Yo, Joe!

Published April 28, 2013

Within the first 20 minutes of G.I. Joe: Retaliation, a direct continuation of the last film spun-off from a popular toy line and Saturday morning cartoons, the most respected of the American heroes becomes the most wanted “home-grown” terrorist in the world. Obviously, they want payback — and of course — world order.

As seen in the last film, the villain terrorist organisation Cobra had infiltrated the White House when their go-to impersonator expert Zartan (Arnold Vosloo) took the guise of the President (Jonathan Pryce). It is now months later and Zartan orchestrates the rescue of Cobra Commander (Luke Bracey with the voice of Robert Baker, taking over the role from Joseph-Gordon Levitt). He then hoodwinks the Joes into a mission to break into Pakistan and secure its nuclear warheads when the country goes into crisis after the assassination of its president.

_Material provided_:
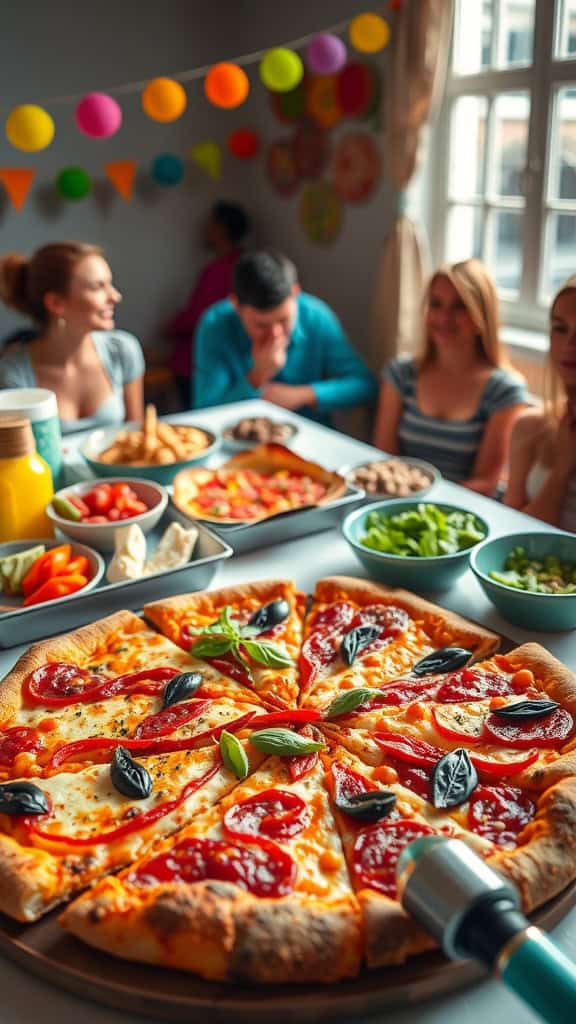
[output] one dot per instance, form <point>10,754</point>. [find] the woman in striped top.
<point>455,402</point>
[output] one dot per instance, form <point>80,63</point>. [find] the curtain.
<point>416,75</point>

_To be done_:
Extend the G.I. Joe: Retaliation review past its last sentence, in the same voice.

_Exercise answer_:
It is a harrowing sight: the Joes — led by Channing Tatum’s Duke, with support from Roadblock, Lady Jaye and Flint (Dwayne ‘The Rock’ Johnson, Adrianne Palicki and D.J. Cotrona) — swing down, unheard, into a secure military base, beat down half-shrouded terrorists who were already in process of smuggling the warheads. Apparently, in big-budget Hollywood blockbusters National Security is still halwa (and people wonder why the film is banned here).

A massive air-strike later, the remaining Joes scamper back and plan retribution, while in another corner of the hemisphere (Tokyo), the mute and stylishly clad in black ninja Snake Eyes (Ray Park) goes after the Cobra assassin Storm Shadow (Byung-hun Lee) with Jinx (Elodie Yung), his fellow swords woman in training.

From the get-go this G.I. Joe film moves with the mindset of an eight-year-old playing with his toy set in the backyard: high-tech vehicles blast villains, heroes and villains battle in “who-are-you-kidding” scenarios (there’s an eye-catching, edge-of-the-seat sword fight on top of snow-capped mountains) and by the end evil (and a major city) bites the dust.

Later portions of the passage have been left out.